#### Dataset entries
§
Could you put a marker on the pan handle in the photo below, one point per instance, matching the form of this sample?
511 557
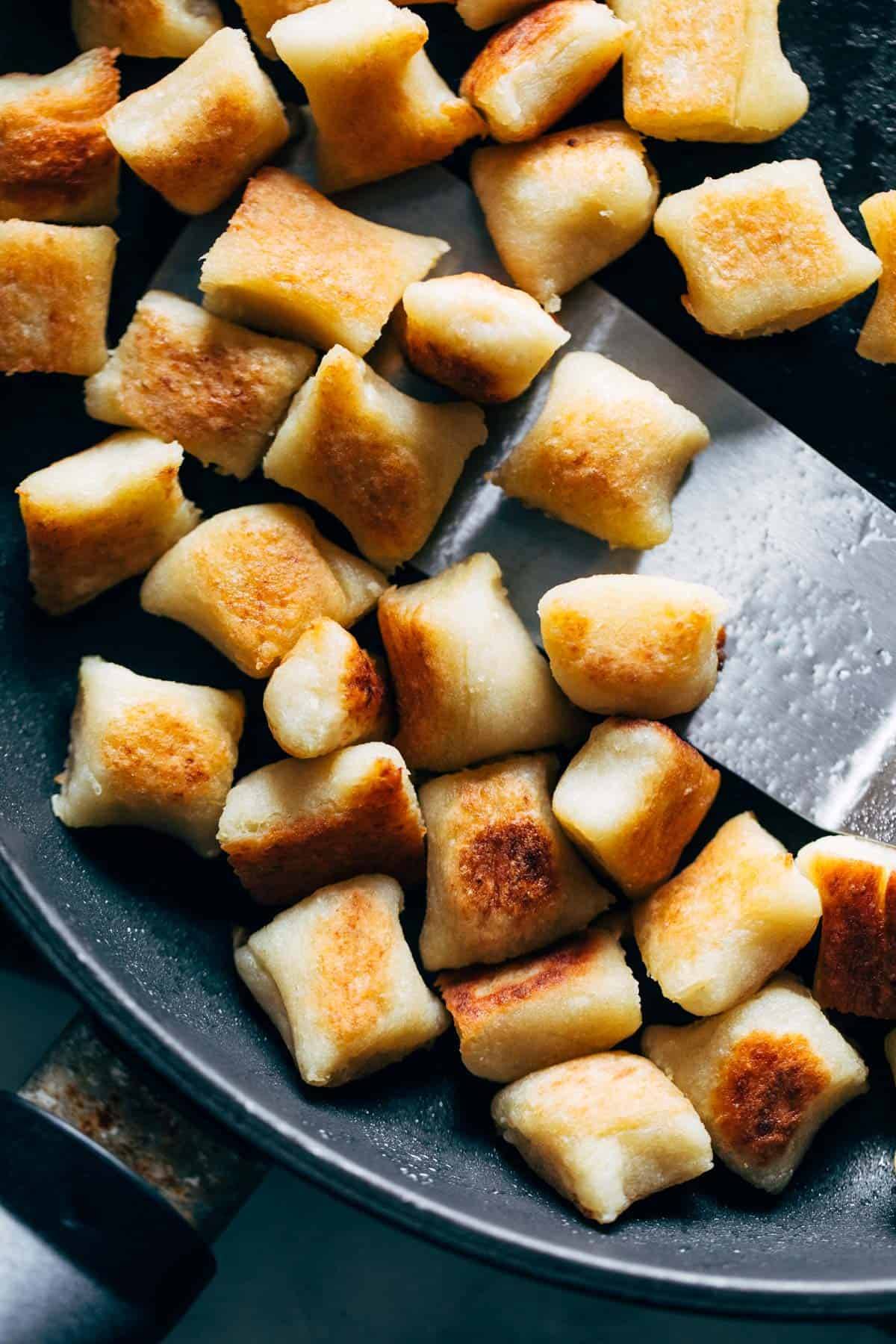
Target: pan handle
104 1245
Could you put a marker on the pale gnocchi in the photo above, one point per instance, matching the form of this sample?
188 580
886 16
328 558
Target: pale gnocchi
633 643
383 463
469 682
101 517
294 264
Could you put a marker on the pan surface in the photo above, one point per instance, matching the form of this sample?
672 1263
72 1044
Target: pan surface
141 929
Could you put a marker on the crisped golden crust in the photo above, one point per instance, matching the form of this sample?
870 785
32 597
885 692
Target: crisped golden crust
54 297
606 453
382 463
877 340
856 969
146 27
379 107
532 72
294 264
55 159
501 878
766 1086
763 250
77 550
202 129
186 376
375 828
§
Search the entries above for lines containing the word "form", and copy each one.

#### Final answer
Could you put a marker on the pan handle in the photo below, one point per instance, matching the form of this sample?
Could you put a marker on the pale gnocchi in the photo above, one point per instance, matching the form of this sample?
Could you put a marker on the pan surface in the photo above, one point per instance, matching the form of this sample?
Could you put a marker on the crisped golden crust in the photo above, one point per instance, matching the form of this sample?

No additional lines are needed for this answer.